• GIVEN DATA:
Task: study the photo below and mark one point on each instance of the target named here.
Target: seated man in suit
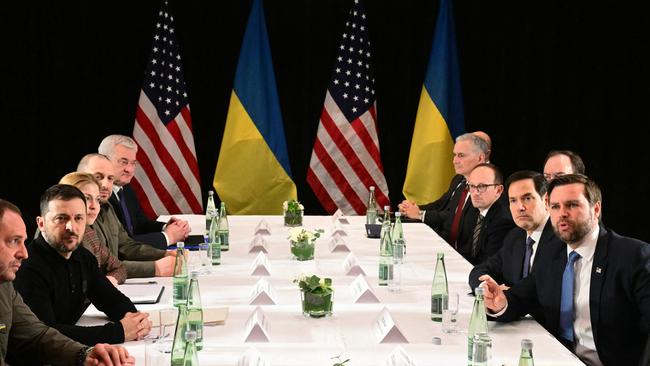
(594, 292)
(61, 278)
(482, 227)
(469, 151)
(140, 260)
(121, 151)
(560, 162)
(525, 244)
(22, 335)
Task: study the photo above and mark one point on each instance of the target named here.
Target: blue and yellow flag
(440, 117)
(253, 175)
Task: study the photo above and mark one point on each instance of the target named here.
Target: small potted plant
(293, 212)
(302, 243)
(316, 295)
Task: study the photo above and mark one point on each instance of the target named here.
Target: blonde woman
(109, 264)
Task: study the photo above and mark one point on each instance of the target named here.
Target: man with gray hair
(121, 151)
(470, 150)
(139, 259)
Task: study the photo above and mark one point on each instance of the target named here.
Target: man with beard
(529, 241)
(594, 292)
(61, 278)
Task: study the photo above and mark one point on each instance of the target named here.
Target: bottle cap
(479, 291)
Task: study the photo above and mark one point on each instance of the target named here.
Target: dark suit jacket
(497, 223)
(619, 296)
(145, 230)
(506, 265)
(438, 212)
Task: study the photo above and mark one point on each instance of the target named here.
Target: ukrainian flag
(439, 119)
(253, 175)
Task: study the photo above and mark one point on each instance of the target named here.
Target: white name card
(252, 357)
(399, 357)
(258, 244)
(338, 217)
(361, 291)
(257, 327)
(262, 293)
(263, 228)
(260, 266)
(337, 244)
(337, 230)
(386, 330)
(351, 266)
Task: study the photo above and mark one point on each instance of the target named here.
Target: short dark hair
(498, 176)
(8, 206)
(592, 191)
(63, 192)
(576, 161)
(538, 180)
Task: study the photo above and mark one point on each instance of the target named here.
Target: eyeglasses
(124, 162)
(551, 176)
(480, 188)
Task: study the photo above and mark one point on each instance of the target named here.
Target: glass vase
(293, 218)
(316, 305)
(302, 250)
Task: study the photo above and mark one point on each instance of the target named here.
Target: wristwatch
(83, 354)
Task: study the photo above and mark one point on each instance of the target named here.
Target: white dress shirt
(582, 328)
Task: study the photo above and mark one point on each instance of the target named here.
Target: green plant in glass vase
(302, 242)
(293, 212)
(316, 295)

---

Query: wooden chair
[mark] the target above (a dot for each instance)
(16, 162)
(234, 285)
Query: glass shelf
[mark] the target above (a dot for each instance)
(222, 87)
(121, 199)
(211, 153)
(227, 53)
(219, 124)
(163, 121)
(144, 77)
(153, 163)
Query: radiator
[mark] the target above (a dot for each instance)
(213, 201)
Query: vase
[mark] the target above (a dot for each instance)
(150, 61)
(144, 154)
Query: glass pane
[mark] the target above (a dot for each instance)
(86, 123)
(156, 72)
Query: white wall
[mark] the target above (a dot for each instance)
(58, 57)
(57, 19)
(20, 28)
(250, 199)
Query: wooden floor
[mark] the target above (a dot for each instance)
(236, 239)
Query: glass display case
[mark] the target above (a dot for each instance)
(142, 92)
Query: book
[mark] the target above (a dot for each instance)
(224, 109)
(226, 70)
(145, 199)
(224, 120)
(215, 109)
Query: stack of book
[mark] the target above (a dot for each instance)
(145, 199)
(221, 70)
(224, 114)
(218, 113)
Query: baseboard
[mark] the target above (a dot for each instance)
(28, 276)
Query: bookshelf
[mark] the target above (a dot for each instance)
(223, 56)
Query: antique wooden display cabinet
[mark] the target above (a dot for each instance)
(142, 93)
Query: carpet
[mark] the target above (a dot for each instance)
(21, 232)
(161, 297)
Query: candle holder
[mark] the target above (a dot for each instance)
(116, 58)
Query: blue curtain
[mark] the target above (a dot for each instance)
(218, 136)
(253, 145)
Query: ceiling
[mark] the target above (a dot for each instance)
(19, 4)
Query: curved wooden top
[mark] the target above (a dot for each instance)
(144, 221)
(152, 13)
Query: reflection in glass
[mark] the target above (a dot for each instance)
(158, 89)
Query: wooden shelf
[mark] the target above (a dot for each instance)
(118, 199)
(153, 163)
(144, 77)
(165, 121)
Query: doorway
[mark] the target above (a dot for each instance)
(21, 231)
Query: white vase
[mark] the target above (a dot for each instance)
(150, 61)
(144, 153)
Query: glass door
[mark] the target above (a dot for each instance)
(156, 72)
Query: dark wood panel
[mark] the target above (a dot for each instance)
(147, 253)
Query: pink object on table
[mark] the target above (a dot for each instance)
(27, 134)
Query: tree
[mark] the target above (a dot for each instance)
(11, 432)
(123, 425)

• TASK DESCRIPTION:
The range runs from the line above containing "Query: vase" to the line containing "Query: bookshelf", inclusive. Restate those lines word for word and no others.

• COMPLETED EXERCISE:
Query: vase
[mark] the target above (a dot for each instance)
(150, 61)
(144, 154)
Query: glass pane
[mark] the target above (a dot for each instance)
(86, 123)
(156, 72)
Query: white wall
[mark] the target above (a dot for each instance)
(58, 57)
(57, 19)
(20, 28)
(250, 199)
Query: wooden floor
[mark] the target above (a dot for each instance)
(236, 239)
Query: glass display case
[mark] the target above (a dot for each instance)
(142, 92)
Query: book
[mark] the target above (a dot for each instance)
(224, 109)
(226, 70)
(145, 199)
(224, 120)
(215, 109)
Query: stack of book
[mark] the target above (a dot for each instance)
(145, 199)
(221, 70)
(224, 114)
(218, 113)
Query: baseboard
[mark] the target above (a dot for each instance)
(28, 276)
Query: bookshelf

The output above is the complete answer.